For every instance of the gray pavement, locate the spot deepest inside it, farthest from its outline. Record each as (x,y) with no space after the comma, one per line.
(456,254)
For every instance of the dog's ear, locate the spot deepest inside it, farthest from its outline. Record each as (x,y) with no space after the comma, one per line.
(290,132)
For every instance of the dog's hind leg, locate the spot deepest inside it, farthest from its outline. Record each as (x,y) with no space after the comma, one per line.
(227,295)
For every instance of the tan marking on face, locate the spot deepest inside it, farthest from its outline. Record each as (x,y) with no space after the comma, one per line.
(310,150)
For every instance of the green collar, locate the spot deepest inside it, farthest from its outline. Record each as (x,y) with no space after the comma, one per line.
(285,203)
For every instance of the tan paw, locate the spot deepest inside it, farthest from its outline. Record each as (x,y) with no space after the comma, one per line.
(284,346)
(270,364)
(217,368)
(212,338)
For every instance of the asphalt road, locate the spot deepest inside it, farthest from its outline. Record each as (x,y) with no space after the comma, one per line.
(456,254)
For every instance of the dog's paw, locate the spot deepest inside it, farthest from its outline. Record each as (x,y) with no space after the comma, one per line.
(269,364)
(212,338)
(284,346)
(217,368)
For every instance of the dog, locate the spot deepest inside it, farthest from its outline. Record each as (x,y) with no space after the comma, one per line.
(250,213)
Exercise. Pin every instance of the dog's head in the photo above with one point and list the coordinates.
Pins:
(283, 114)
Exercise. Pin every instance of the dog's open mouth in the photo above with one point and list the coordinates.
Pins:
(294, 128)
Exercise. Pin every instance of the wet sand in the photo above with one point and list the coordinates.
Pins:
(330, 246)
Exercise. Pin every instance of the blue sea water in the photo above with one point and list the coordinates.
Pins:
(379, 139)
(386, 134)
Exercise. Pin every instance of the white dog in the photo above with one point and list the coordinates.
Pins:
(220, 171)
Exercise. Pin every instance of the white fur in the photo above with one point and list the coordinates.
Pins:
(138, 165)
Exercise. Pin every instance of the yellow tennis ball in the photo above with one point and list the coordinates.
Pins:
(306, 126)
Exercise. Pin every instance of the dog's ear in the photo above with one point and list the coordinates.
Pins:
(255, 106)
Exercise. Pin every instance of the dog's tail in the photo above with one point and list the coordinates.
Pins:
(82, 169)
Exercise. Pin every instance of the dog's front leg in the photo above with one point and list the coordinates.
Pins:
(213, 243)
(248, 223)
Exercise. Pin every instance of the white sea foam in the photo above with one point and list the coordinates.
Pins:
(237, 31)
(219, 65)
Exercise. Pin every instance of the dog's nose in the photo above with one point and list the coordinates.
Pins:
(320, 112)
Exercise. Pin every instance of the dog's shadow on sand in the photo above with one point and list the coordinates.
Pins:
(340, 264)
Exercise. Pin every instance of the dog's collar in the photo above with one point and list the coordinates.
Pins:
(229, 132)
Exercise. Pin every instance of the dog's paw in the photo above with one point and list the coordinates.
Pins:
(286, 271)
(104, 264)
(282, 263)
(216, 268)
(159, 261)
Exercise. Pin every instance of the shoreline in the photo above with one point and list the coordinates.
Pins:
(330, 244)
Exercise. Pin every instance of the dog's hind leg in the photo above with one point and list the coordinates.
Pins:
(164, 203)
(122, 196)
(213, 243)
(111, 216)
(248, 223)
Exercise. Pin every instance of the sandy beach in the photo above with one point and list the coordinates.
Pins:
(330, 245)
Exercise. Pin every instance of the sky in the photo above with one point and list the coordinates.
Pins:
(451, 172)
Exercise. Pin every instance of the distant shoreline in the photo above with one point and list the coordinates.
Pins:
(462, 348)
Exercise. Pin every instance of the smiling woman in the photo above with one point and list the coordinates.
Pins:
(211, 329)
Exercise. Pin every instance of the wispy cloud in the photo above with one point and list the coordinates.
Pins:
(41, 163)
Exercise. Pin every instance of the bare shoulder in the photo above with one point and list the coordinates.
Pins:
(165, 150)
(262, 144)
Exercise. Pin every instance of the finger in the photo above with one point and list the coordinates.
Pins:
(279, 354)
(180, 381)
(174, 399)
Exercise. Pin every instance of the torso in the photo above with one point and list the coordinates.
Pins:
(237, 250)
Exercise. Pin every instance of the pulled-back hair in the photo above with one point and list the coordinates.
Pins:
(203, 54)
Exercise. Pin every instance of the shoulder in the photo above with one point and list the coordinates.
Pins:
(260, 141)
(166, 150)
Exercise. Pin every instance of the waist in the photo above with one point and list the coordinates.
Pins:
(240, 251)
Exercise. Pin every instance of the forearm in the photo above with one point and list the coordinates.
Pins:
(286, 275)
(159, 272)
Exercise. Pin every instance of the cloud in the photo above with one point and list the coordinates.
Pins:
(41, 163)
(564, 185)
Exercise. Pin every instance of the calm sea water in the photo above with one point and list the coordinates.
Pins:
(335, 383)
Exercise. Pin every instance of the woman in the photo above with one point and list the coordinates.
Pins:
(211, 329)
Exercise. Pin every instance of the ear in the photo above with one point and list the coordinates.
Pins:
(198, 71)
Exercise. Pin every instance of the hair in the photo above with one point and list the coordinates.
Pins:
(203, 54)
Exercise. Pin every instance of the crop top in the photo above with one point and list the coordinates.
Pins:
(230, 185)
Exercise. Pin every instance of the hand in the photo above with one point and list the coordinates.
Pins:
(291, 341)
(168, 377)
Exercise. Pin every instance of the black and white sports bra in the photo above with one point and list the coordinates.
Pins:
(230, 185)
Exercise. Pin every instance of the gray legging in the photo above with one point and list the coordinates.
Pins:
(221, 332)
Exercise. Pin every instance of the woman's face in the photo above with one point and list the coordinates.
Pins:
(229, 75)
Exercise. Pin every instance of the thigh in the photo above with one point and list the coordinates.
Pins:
☆ ☆ ☆ ☆
The problem » Copy the material above, keeping every line exactly as it stands.

Output of the exercise »
For every instance of the gray pavement, locate the spot deepest inside it, farthest from its outline. Record each as (x,y) with no space after the comma, one per line.
(456,254)
For every instance of the dog's ear, locate the spot deepest inside it, farthest from its outline. Record each as (x,y) with no space after the comma, one per line.
(290,132)
For every instance of the dog's hind leg, locate the spot deepest inside it, farthest from its outline. Record each as (x,y) with no space after the comma, one per line.
(227,295)
For every instance of the tan marking on face, locate the spot deepest inside it, farthest from its outline. Record each as (x,y) with no space after the comma, one per line.
(310,150)
For every instance of the green collar, locate the spot deepest inside it, farthest from its outline. Record each as (x,y) with no space after the comma, one per line.
(285,203)
For every instance of the tan paw, locate the spot deepest inside it, farthest from its outline. Record each as (x,y) with no space after the comma, one per line.
(284,346)
(270,364)
(217,368)
(212,338)
For every instance of the asphalt road, locate the spot deepest inside it, farthest from its outline. Record each as (x,y) with no space after the comma, one per line.
(456,254)
For every instance of the dog's paw, locate the spot deepest inside it, farthest from its outline. Record each as (x,y) with no space after the comma, one per line.
(269,364)
(212,338)
(284,346)
(217,368)
For every instance of the dog, locate the spot deepest inside it, farthest from its outline. Record each as (x,y) with no space after the comma, one per line.
(250,213)
Exercise. Pin every instance of the dog's head in the photo above with one point and list the coordinates.
Pins:
(283, 114)
Exercise. Pin every instance of the dog's open mouth in the photo above with one point and list the coordinates.
Pins:
(294, 128)
Exercise. Pin every instance of the wet sand in the photo above with one point and list the coordinates.
Pins:
(330, 246)
Exercise. Pin every instance of the blue sea water in the photo above with one point and list the coordinates.
Pins:
(379, 139)
(386, 134)
Exercise. Pin every instance of the white dog in the photo above with one point and list the coordinates.
Pins:
(220, 171)
Exercise. Pin every instance of the white fur in the photo above with one point and list the coordinates.
Pins:
(138, 165)
Exercise. Pin every instance of the yellow tennis ball in the photo above with one point and list the coordinates.
Pins:
(306, 126)
Exercise. Pin every instance of the dog's ear in the photo above with one point and list the coordinates.
Pins:
(255, 106)
Exercise. Pin every instance of the dog's tail in the photo above with one point and list the coordinates.
Pins:
(82, 169)
Exercise. Pin every instance of the dog's front leg in the photo above with one point and list the coordinates.
Pins:
(213, 243)
(248, 223)
Exercise. Pin every instance of the white sea foam in the photo above with one point and list the coordinates.
Pins:
(237, 31)
(219, 65)
Exercise. Pin every instance of the dog's nose in the photo above with one point and list the coordinates.
Pins:
(320, 112)
Exercise. Pin every instance of the dog's shadow on sand in the photo above with one point and list the coordinates.
Pins:
(340, 264)
Exercise. Pin every instance of the dog's collar in the photo above with one point and list the coordinates.
Pins:
(229, 132)
Exercise. Pin every instance of the dog's paw in the photo above with one point and list the coordinates.
Pins:
(286, 271)
(104, 264)
(282, 263)
(216, 268)
(159, 261)
Exercise. Pin every instance of the shoreline in the photo above with one point and list the coordinates.
Pins:
(330, 244)
Exercise. Pin every instance of the dog's hind leg in the photo above with one point and list the coordinates.
Pins:
(164, 203)
(122, 196)
(213, 243)
(111, 216)
(248, 223)
Exercise. Pin every instance of the sandy beach in the photo above with one point and list the coordinates.
Pins:
(330, 245)
Exercise. Pin every instance of the sky in the photo above with one point and list the coordinates.
Pins:
(451, 172)
Exercise. Pin every instance of the distant shoreline in the photo above with one point and list the coordinates.
Pins:
(462, 348)
Exercise. Pin every instance of the smiling woman in the photo above with one point and list the coordinates.
Pins:
(211, 329)
Exercise. Pin every instance of the wispy cloud in the photo above with one point and list the coordinates.
Pins:
(41, 163)
Exercise. Pin every instance of the bare shoulder in the photo above with one point and list the coordinates.
Pins:
(165, 150)
(262, 144)
Exercise. Pin every instance of the finger in the photo above with one point and list the coordinates.
Pins:
(279, 354)
(180, 381)
(174, 399)
Exercise. Pin every instance of the torso in the photo above with one point and list the coordinates.
Pins:
(237, 250)
Exercise. Pin every instance of the pulled-back hair in the photo above with one point and list the coordinates.
Pins:
(203, 54)
Exercise. Pin every instance of the shoulder in the photo above with one point and list the coordinates.
Pins:
(260, 141)
(166, 150)
Exercise. Pin every instance of the waist in the photo above with one point and list the coordinates.
Pins:
(240, 251)
Exercise. Pin every instance of the forearm in the photo above with one point and list the coordinates.
Pins:
(286, 275)
(159, 272)
Exercise. Pin every instance of the cloud in the photo above with one point and list the coordinates.
Pins:
(41, 163)
(564, 185)
Exercise. Pin every instance of the calm sea water in the photo above with one point and list the coordinates.
Pins:
(335, 383)
Exercise. Pin every instance of the woman in the photo above with one point and list the coordinates.
Pins:
(211, 329)
Exercise. Pin every instance of the ear in the photo above with one point and list the coordinates.
Pins:
(198, 71)
Exercise. Pin every instance of the hair in the photo above with one point and list the coordinates.
Pins:
(203, 54)
Exercise. Pin every instance of the crop top in the photo above with one point and list the coordinates.
Pins:
(230, 185)
Exercise. Pin every instance of the hand in the photo above with one point and list the coordinates.
Pins:
(291, 341)
(168, 377)
Exercise. Pin every instance of the black and white sports bra in the photo above with one point and list the coordinates.
Pins:
(230, 185)
Exercise. Pin every instance of the gray legging in the photo above with one point and list the coordinates.
Pins:
(221, 332)
Exercise. Pin every instance of the woman's face in the photo above with one point and list the coordinates.
Pins:
(229, 75)
Exercise. Pin every instance of the thigh in the photo above with one point and list the coordinates.
Pins:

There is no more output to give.